Hay momentos transversales a nosotros que, por su gran carga histórica, nunca se olvidan. Hay países que parecen más acostumbrados que otros a esa clase de momentos que los sacuden. La muerte de Hugo Chávez fue uno de ellos.
Casi cualquier cubano recuerda dónde estaba o qué hacía en la Cuba del 5 de marzo de 2013 cuando supo la noticia. Una que, en aquel mundo cada vez más mediatizado, sí albergaba la trascendencia y el impacto que muchas veces atribuimos a la palabra noticia en hechos que no lo son.
En mi caso, recién vuelto de la compra del pan a media tarde, a media escalera de camino al cuarto piso, fue mi abuela quien me interceptó con la primicia y la expresión de quien todavía no se lo podía creer. Yo, tras mi aparente conformidad para asumir los fallecimientos, catástrofes y tragedias, tampoco pude en ese instante.

━━━

Tareas pendientes:
• a. Indica si cada afirmación coincide con el texto sobre la muerte de Hugo Chávez. Responde sí o no y cita literalmente las palabras que lo deciden. (i) La noticia se supo en Cuba el 5 de marzo de 2013. (ii) Quien narra se enteró de la noticia por su madre. (iii) Quien narra volvía de comprar el pan por la mañana.
• b. Copia del texto sobre la muerte de Hugo Chávez el tramo que va desde "Hay momentos transversales" hasta "uno de ellos.".

━━━

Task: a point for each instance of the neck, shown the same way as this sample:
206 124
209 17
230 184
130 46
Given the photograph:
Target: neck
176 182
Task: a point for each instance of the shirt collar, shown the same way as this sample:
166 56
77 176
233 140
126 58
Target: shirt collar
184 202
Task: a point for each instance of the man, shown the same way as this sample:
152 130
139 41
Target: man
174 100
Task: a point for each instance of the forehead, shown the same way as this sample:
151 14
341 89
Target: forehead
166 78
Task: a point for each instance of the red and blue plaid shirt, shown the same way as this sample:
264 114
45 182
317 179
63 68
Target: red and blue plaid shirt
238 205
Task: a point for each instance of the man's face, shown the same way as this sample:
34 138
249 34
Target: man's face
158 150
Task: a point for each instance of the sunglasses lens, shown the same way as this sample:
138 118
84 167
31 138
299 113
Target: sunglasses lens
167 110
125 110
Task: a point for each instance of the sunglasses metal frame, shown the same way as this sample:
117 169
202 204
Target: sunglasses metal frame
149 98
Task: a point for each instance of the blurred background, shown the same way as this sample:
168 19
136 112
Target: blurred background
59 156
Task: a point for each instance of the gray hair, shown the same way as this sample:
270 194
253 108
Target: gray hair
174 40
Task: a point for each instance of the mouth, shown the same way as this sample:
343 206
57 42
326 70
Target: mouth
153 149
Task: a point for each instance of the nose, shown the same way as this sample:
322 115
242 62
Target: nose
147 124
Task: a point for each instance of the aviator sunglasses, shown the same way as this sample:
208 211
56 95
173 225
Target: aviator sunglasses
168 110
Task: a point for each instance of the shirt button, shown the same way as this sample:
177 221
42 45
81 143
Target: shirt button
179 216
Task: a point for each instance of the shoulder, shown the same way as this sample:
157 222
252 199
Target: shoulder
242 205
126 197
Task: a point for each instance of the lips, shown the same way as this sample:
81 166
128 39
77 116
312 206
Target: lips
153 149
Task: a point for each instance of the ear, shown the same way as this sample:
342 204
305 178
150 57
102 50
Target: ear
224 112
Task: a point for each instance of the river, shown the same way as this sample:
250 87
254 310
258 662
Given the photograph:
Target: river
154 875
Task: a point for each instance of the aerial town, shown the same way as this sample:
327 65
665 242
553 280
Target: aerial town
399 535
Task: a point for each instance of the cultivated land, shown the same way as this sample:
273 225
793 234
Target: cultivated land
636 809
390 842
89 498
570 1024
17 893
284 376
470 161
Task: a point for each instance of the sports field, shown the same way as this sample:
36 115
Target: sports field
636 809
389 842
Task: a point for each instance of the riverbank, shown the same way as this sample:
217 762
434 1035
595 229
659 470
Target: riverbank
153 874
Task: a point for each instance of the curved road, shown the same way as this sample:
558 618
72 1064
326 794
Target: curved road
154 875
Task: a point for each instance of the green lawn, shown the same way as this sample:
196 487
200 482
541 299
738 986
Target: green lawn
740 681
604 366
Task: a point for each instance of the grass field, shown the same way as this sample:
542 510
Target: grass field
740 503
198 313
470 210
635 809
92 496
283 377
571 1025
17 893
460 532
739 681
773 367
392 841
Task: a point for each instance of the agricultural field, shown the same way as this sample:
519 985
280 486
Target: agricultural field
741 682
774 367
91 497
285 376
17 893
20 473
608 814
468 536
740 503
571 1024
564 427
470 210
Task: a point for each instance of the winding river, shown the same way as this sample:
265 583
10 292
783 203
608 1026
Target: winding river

━━━

Resultados obtenidos:
• a.
(i) Sí: "en la Cuba del 5 de marzo de 2013 cuando supo la noticia"
(ii) No: "fue mi abuela quien me interceptó con la primicia"
(iii) No: "recién vuelto de la compra del pan a media tarde"

• b.
Hay momentos transversales a nosotros que, por su gran carga histórica, nunca se olvidan. Hay países que parecen más acostumbrados que otros a esa clase de momentos que los sacuden. La muerte de Hugo Chávez fue uno de ellos.